All lines from the line containing "Could you point at the laptop keyboard" up to and including the last line of the listing below should be echoed exactly; no other lines belong in the response.

------------------------------------------------------------

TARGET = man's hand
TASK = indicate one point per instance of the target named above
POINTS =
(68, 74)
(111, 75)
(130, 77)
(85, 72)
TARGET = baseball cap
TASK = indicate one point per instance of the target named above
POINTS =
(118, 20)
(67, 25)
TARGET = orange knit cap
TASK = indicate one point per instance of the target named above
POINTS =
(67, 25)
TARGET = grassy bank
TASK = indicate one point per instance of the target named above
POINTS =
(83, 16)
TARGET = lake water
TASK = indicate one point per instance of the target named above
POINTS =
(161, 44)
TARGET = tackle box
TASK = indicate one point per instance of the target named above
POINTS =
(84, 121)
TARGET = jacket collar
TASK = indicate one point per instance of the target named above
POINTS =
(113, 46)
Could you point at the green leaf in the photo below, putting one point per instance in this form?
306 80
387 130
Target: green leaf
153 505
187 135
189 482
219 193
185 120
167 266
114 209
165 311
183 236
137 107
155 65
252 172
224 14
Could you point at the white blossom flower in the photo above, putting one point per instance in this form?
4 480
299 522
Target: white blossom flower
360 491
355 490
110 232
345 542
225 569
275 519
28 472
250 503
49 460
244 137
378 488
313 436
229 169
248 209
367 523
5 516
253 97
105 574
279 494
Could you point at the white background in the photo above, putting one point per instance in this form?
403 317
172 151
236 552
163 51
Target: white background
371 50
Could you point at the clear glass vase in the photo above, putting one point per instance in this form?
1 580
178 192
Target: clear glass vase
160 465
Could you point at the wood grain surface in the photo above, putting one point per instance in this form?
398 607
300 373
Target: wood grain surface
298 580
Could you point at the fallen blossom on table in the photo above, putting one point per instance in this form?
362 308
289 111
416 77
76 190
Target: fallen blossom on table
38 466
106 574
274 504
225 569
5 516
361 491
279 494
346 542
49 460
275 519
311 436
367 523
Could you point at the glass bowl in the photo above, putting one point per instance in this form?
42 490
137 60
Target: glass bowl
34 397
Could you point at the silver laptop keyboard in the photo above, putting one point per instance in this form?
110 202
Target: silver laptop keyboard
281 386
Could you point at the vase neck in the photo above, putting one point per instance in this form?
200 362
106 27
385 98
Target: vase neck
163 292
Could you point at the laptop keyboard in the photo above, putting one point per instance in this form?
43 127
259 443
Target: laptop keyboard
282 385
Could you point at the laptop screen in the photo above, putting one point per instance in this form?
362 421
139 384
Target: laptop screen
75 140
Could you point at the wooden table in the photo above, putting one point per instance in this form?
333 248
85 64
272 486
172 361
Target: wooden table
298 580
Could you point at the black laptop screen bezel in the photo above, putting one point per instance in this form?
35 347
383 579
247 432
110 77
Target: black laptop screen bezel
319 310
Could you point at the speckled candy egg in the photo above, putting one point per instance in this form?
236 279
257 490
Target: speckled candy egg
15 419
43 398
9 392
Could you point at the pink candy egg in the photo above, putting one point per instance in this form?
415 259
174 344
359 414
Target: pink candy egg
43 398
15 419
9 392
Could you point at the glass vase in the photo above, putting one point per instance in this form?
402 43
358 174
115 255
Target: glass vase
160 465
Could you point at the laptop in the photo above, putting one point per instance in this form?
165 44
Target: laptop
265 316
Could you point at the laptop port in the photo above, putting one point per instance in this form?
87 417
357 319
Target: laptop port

------------------------------------------------------------

OUTPUT FOR THIS EXERCISE
Could you point at the laptop keyboard in the photo above, putting one point per instance in this form?
43 127
259 443
Target: laptop keyboard
282 385
Could you point at the laptop screen in the photo above, putting one point per instance in this form?
362 421
139 384
Target: laptop screen
75 140
Could you point at the wooden table in the photo above, putting one point per instance in this form?
333 248
85 64
272 486
172 361
Target: wooden table
298 580
Could you point at the black laptop screen bezel in the photo above, putting one point per instance in this form?
35 347
383 579
247 432
110 77
Target: black laptop screen bezel
319 310
Could you point at the speckled candy egg in the photo above, putting one point per instance in this form?
236 279
257 490
Target: speckled candy egg
15 419
43 398
9 392
Could you point at the pink candy egg in the photo above, putting one point per instance in this form?
415 259
174 344
359 414
Target: pink candy egg
43 398
15 419
9 392
Could you point at the glass vase in the photo above, putting one point per instance in this form?
402 43
358 174
115 255
Target: glass vase
160 465
Could you point at the laptop in the photo above, putting one point per instance in this form?
165 44
Target: laptop
265 316
Could you point at the laptop port in the photo above, putting one point per instance in this form?
87 417
357 319
Target: laptop port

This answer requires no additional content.